SUPPLIED PASSAGE:
In any case, I think this could be really useful, once accurate enough. One could even implement other features on top, such as a calorie tracker and so forth, but that is a huge project on its own.
I wish you luck!
BTW when you hover over the ingredients, you just get back the name. Are you guys going to do something with it in the future? Right now there is a visual feedback (the cursor changes), but it is not useful yet. I am not entirely sure what I would have expected, perhaps a description of what it is, and upon clicking on it, it could have information gathered from various sources, like examine.com and what have you, but that would be a huge change on its own, the short description upon mouse hover-over should work for now and may not be a huge change.
Right now you'll see that aggregated on some items like this where the reported data is an ensemble of all of the linked resources: https://www.opennutrition.app/search/eggs-eeG7JQCQipwf
Frankly, I just couldn't justify the additional time and monetary expense in doing that if I released this initial version and nobody cared or found it useful. This dataset was also compiled before tools like Claude Citations came out which could make it easier. That is the nature of AI-driven data; I think this is useful now, it is also the worst it will ever be.
Keep it as accurate as possible, and maintainable, and then it will be easy to add larger features. If no one else does, I might add a calorie tracker of some sort, it would be helpful to my mom. It is helpful as it is even now. How difficult would it be to add translations right now? She might look for "tojás" which is "egg" in Hungarian, and I would like her to be able to do that at some point.
Really easy to use (just scan the barcode and you get easily digested data about the product) has every product imaginable, also analyzes cosmetics and best of all, all the basic functionality is free.
Not affiliated, been using it for years at this point and now it's an essential partner when going shopping. That they let people decide their own premium pricing per year is just icing on the cake.
So, very little nutrient info beyond calories and protein. No info about micronutrients. No info about minerals, vitamins, amino acids, fatty acids.
It's useless for nutrition tracking since if you're eating packaged food, then you already have that information yourself.
It doesn't answer basic questions like "I ate 100g of extra firm tofu, how did it move me towards my daily mineral/vitamin targets?"
Many items do have these things.
https://world.openfoodfacts.org/product/5060495116377/huel-b...

THE TASK:
Reproduce the part of the nutrition app thread starting at "In any case, I" and ending at "wish you luck!", word for word.

DATA SUPPLIED:
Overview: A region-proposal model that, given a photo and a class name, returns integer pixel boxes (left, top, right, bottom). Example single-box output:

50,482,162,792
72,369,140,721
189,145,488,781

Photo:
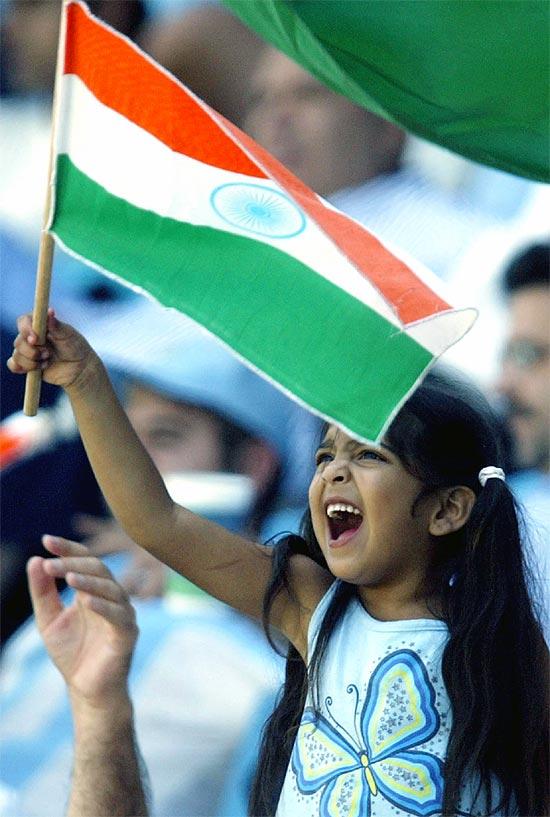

ANSWER SPACE:
In any case, I think this could be really useful, once accurate enough. One could even implement other features on top, such as a calorie tracker and so forth, but that is a huge project on its own.
I wish you luck!